:: Extracted information ::
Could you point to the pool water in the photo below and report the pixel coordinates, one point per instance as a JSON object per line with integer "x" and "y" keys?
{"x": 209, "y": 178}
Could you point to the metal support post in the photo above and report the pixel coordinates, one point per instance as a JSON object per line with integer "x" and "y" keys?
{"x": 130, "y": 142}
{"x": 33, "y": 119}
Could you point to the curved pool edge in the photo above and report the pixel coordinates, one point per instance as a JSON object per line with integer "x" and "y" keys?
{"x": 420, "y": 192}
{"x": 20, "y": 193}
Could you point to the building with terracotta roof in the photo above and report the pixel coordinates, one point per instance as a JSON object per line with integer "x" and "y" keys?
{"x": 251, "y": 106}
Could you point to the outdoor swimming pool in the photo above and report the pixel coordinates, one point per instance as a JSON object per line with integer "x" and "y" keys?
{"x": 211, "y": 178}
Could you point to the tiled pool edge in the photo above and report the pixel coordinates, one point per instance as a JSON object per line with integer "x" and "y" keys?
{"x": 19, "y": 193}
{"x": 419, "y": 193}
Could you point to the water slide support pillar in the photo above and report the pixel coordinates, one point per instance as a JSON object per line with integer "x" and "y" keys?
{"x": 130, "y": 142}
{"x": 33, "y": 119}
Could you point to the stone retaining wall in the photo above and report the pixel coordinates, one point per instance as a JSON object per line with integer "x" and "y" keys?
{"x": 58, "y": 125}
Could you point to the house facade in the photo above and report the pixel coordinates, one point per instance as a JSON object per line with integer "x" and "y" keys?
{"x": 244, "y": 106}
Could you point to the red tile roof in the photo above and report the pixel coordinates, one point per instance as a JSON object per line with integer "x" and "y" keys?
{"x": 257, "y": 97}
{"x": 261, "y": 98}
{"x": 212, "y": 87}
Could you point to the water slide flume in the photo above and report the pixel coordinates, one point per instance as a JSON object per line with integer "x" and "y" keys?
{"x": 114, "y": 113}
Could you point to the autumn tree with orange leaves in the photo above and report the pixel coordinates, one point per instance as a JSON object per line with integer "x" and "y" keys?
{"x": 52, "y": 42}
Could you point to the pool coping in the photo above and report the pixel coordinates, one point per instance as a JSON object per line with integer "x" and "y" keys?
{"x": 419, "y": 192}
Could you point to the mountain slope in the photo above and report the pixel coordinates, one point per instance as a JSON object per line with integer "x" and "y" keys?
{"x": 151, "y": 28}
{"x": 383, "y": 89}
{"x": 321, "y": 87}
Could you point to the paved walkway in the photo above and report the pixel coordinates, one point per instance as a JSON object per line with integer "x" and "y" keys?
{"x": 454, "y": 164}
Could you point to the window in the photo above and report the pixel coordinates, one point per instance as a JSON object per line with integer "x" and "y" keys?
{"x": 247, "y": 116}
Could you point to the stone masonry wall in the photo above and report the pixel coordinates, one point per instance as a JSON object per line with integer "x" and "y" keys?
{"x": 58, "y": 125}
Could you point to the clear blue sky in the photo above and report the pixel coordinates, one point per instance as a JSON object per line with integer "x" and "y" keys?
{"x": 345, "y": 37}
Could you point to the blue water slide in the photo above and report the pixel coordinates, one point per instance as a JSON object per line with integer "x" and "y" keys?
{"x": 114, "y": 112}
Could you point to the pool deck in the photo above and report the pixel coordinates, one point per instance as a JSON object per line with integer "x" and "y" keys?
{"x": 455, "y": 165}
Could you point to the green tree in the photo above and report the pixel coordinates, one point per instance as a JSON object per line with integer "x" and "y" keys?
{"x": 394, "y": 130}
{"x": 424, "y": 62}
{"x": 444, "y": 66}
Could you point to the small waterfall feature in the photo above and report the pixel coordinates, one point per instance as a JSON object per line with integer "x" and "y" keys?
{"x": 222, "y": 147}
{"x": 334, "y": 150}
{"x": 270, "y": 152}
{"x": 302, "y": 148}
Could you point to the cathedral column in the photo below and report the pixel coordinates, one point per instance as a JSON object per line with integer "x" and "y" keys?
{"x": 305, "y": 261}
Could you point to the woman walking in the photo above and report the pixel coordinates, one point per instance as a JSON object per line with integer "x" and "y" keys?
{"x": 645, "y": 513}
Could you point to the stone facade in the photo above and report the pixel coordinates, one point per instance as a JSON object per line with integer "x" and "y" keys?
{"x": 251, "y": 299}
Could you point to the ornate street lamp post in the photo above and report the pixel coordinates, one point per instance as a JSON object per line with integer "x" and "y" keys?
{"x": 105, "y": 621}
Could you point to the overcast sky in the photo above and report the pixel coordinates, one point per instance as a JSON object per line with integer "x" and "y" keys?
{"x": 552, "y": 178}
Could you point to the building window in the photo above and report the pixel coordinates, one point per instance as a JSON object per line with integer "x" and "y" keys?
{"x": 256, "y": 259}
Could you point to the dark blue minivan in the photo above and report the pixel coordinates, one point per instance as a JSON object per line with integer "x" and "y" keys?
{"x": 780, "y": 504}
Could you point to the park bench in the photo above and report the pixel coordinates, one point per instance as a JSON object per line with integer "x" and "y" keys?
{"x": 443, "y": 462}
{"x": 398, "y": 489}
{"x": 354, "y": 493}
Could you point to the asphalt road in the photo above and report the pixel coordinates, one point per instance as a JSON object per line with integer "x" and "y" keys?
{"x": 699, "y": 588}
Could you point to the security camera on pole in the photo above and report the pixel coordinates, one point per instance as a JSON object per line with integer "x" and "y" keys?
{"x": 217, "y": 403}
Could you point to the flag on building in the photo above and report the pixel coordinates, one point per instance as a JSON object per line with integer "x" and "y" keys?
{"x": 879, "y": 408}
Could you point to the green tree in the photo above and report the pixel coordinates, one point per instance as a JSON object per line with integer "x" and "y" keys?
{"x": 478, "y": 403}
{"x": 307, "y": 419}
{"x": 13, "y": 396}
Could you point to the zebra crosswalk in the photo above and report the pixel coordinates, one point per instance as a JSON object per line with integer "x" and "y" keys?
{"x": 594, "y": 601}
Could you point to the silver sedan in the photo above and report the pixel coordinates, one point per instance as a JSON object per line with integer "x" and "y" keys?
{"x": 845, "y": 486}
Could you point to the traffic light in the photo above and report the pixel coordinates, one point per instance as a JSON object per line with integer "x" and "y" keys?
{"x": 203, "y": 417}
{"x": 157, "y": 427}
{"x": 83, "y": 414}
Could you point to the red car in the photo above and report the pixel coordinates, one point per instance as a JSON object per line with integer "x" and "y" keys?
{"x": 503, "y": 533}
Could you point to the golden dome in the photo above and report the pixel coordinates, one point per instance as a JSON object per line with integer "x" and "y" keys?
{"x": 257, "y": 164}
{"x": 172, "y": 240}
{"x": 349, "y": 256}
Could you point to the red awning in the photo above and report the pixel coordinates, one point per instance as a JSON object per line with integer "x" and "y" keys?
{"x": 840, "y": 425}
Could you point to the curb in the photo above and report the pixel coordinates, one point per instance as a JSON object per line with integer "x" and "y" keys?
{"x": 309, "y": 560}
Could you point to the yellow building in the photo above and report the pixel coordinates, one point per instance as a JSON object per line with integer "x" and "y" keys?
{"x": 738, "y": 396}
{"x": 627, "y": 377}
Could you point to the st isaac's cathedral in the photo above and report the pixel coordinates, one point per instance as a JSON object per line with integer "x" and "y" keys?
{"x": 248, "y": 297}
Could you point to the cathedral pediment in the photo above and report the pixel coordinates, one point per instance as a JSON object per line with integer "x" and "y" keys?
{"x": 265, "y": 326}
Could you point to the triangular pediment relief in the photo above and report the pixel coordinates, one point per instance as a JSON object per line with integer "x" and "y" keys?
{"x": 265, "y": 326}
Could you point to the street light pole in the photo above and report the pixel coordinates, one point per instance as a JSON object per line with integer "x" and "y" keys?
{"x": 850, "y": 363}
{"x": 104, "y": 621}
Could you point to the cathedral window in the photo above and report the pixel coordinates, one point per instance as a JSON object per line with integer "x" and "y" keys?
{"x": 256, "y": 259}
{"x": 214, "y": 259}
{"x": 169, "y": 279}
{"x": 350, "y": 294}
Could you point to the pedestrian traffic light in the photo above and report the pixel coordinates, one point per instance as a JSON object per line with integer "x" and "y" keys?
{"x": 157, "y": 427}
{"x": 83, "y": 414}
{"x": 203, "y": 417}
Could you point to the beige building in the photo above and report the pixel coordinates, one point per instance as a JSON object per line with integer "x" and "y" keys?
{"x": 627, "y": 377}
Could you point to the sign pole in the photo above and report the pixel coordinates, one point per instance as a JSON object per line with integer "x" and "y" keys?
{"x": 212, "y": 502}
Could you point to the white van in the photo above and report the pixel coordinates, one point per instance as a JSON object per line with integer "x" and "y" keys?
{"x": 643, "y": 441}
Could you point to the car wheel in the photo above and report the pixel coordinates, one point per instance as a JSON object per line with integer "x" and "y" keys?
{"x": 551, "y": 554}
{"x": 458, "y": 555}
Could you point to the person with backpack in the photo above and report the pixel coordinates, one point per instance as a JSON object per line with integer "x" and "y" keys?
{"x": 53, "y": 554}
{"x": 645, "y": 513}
:::
> [What you will do]
From the line containing "Could you point to the white" to the last line of the material, please quote every line exactly and only those.

> [Answer for the task]
Could you point to the white van in the photo above and report the pixel coordinates, one point per instance as a JSON object per line with integer "x" and "y" keys?
{"x": 643, "y": 441}
Could you point to the car wheel in the photo above and report the pixel coordinates, one point per instance as a JSON object per line with integer "x" and "y" keys?
{"x": 551, "y": 554}
{"x": 458, "y": 555}
Could you point to the person with backpack in the photo above and report the pixel coordinates, one point per instance as a JSON object per line with integer "x" and "y" keys?
{"x": 53, "y": 554}
{"x": 645, "y": 513}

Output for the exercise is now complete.